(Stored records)

|---|

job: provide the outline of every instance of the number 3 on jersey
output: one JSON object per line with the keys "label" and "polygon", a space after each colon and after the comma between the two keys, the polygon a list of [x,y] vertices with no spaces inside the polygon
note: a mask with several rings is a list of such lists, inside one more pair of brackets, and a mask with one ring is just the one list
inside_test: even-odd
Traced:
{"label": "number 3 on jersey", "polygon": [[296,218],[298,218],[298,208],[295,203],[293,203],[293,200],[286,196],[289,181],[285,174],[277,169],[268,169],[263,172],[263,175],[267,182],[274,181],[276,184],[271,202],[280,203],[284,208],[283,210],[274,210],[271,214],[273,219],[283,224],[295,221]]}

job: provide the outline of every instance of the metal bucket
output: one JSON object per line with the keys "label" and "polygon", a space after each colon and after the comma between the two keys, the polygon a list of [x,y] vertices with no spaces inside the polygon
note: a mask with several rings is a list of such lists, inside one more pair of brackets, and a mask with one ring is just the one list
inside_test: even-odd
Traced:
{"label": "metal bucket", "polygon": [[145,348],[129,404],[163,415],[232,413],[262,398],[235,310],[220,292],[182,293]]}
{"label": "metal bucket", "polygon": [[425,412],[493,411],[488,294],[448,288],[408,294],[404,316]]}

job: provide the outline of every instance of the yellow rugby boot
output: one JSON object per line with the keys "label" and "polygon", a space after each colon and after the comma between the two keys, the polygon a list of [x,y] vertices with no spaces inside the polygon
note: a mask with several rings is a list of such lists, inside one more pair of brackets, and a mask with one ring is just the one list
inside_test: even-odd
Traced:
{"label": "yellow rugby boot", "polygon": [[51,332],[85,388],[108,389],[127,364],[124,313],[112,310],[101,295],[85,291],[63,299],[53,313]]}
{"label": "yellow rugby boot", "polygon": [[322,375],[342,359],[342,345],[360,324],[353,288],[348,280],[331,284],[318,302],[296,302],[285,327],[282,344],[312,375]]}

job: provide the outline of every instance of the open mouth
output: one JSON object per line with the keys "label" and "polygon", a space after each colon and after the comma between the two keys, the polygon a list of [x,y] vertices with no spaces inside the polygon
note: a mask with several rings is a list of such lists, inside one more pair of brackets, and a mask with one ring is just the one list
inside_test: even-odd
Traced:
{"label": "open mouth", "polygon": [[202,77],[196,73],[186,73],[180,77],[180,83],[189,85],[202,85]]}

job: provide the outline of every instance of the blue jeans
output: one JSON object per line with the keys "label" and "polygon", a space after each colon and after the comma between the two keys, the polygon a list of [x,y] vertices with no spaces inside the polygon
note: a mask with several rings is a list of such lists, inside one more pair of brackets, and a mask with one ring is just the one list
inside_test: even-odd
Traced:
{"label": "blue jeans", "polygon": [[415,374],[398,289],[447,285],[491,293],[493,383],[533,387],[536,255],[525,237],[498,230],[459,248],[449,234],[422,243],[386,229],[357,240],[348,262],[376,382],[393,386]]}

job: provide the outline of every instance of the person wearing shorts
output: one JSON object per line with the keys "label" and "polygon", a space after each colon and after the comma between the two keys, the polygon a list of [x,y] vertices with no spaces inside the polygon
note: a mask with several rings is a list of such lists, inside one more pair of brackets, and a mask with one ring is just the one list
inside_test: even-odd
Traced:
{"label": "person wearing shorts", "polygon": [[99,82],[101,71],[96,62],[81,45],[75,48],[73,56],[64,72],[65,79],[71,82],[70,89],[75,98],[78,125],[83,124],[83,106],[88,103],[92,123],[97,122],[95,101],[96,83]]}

|---|

### Exercise requirements
Print every line of the rows above verbatim, without alteration.

### Response for this exercise
job: provide the outline of every instance of the number 3 on jersey
output: one JSON object per line with the keys "label" and "polygon", a space after each colon and after the comma between the two keys, the polygon a list of [x,y] vertices with no spaces inside the polygon
note: a mask with several rings is a list of such lists, inside one more pair of brackets, and a mask with one ring is just the one list
inside_test: even-odd
Traced:
{"label": "number 3 on jersey", "polygon": [[296,218],[298,218],[298,208],[295,203],[293,203],[293,200],[286,196],[289,181],[285,174],[277,169],[268,169],[263,172],[263,175],[267,182],[274,181],[276,184],[271,202],[280,203],[284,208],[283,210],[274,210],[271,214],[273,219],[283,224],[295,221]]}

job: provide the outline of every instance of the metal bucket
output: one JSON object per line with the keys "label" and "polygon", a space after each colon and after the comma between the two keys, the polygon a list of [x,y] vertices with no spaces inside the polygon
note: a mask with several rings is a list of such lists, inside one more pair of brackets, and a mask with one ring is just the one list
inside_test: even-odd
Traced:
{"label": "metal bucket", "polygon": [[145,348],[129,404],[163,415],[232,413],[262,398],[235,310],[220,292],[182,293]]}
{"label": "metal bucket", "polygon": [[425,412],[493,411],[488,294],[448,288],[408,294],[404,316]]}

job: provide the outline of every instance of the yellow rugby boot
output: one JSON object per line with the keys "label" and "polygon", a space after each colon and after the comma between the two keys, the polygon a list of [x,y] vertices with no spaces inside the polygon
note: a mask with several rings is a list of such lists, inside one more pair of brackets, and a mask with one ring is just the one list
inside_test: even-odd
Traced:
{"label": "yellow rugby boot", "polygon": [[51,332],[85,388],[108,389],[127,364],[124,313],[112,310],[101,295],[85,291],[63,299],[53,313]]}
{"label": "yellow rugby boot", "polygon": [[322,375],[342,359],[342,345],[360,324],[353,288],[348,280],[331,284],[318,302],[296,302],[285,327],[282,344],[312,375]]}

job: provide the outline of every instance of the open mouth
output: one JSON object per line with the keys "label" and "polygon", a space after each colon and after the comma between the two keys, the polygon a list of [x,y] vertices with no spaces inside the polygon
note: a mask with several rings is a list of such lists, inside one more pair of brackets, and a mask with one ring is just the one list
inside_test: even-odd
Traced:
{"label": "open mouth", "polygon": [[202,77],[196,73],[186,73],[180,77],[180,83],[189,85],[202,85]]}

job: provide the outline of every instance of the blue jeans
output: one JSON object per line with the keys "label" and "polygon", a space after each colon and after the comma between the two keys, the polygon a list of [x,y] vertices with no spaces inside the polygon
note: a mask with several rings is a list of such lists, inside one more pair of brackets, and a mask with one ring is just the one list
inside_test: even-odd
Traced:
{"label": "blue jeans", "polygon": [[415,374],[398,289],[447,285],[491,293],[493,383],[533,387],[536,255],[525,237],[498,230],[459,248],[449,234],[422,243],[386,229],[357,240],[348,262],[376,382],[393,386]]}

job: provide the outline of every instance of the person wearing shorts
output: one JSON object per line with the keys "label" and "polygon", a space after each colon and after the comma between the two keys, the polygon a list of [x,y] vertices with no spaces inside the polygon
note: a mask with several rings is a list of such lists, inside one more pair of brackets, and a mask with one ring is just the one list
inside_test: even-odd
Traced:
{"label": "person wearing shorts", "polygon": [[99,82],[101,71],[96,62],[81,45],[75,48],[73,56],[64,72],[65,79],[71,82],[70,89],[75,98],[78,125],[83,124],[83,106],[88,103],[92,123],[97,122],[95,101],[96,83]]}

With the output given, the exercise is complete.